→ INSTRUCTION A:
Convert the rows into a numbered list, starting at the line containing "tag the white baseboard, one" and ending at the final line of the rows, with blank lines omitted.

It’s been 21 years, six months, and about 18 days since Generation X: Tales for an Accelerated Culture was first published. And I have yet to publish — yet to complete — my first novel. How sad is that?
I’ve always wanted to be a writer. I was six years old when I started writing songs and “selling” them. Made national radio even — my Dad pitched me to As It Happens on CBC and they interviewed me about my song writing and I even sang one (despite not being a singer) about a tornado, as I recall. Free songs I was writing, to anyone who asked.
(Nobody did, by the way, though Barbara Frum thought I was “cute”…)
In any case, flash forward to 1991. Still wanting to be a writer. A novelist, if given my preference. But it was Generation X that made me realize I could be a writer, and informed a large part of what I believe a writer — at least a novelist — could be. Loose. No real regard to “conventional” style in approach or storytelling. Modern, not lonely stories on a lonely prairie from a lonely decade. My god, the Gen X cover has upside-down clouds — how wonderfully dystopian and yet strangely hopeful is that?

→ INPUT ROWS:
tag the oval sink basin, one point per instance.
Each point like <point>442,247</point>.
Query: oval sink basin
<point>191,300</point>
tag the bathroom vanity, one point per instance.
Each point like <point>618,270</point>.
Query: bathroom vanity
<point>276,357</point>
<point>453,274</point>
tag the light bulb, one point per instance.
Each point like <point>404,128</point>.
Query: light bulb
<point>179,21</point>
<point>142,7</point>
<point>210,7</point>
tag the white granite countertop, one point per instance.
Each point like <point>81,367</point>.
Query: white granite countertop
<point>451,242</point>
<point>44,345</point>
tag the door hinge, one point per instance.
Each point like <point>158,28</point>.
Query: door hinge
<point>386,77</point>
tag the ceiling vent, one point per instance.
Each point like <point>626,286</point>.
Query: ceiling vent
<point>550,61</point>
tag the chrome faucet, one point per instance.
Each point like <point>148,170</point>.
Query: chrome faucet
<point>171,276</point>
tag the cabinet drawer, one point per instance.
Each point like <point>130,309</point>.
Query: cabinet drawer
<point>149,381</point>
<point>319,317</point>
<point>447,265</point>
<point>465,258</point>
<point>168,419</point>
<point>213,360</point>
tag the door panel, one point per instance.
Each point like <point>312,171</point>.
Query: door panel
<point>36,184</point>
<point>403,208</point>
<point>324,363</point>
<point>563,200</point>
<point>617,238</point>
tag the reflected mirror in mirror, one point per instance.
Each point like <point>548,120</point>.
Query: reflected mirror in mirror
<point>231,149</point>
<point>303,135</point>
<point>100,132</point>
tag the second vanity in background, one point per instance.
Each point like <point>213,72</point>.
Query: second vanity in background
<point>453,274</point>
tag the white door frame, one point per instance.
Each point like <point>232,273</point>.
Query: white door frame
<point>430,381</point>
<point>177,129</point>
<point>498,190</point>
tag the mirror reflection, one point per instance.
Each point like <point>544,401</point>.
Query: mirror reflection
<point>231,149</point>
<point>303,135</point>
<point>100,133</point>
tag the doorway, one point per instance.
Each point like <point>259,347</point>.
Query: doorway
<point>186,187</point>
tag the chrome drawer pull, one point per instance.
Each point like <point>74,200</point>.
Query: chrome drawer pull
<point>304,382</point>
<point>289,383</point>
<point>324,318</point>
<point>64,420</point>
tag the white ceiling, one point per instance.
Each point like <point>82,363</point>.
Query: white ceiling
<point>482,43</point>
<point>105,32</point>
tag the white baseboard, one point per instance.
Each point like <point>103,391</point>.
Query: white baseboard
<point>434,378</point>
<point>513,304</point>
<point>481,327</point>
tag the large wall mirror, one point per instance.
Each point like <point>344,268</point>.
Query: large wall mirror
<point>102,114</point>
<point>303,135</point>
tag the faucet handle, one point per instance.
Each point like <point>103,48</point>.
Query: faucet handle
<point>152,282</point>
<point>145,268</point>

→ INSTRUCTION B:
Continue the essay on the influence of Generation X from the point at which it ends.

→ FINAL ANSWER A:
1. tag the white baseboard, one point per instance.
2. Each point like <point>103,391</point>.
3. Query: white baseboard
4. <point>434,378</point>
5. <point>513,304</point>
6. <point>481,327</point>
7. tag the large wall mirror, one point per instance.
8. Each point like <point>344,268</point>.
9. Query: large wall mirror
10. <point>102,114</point>
11. <point>303,135</point>
12. tag the faucet handle, one point per instance.
13. Each point like <point>103,48</point>.
14. Query: faucet handle
15. <point>152,282</point>
16. <point>145,268</point>

→ FINAL ANSWER B:
Not quite sure why I’m thinking about this now. I have been pondering lately the fact that culture is continuing to accelerate — Gen X and the early 90s looks positively idyllic, all resort-ish and full of people lounging on deck chairs by comparison. Can anything I write today survive the test of time? And does that even matter?
Yes, of course it matters. And yes, of course it shouldn’t. One of the many paradoxes of being a writer — learning how to care so, so deeply, and learning how not to feel a thing.
I’m marking a new chapter (pun noted) in my novel-writing journey. Not quite sure of what it is, but I’m definitely turning a page (pun noted again; getting slightly annoyed with myself now). Whatever is coming next, I do know that it’s a good thing.
Bring on the tornadoes.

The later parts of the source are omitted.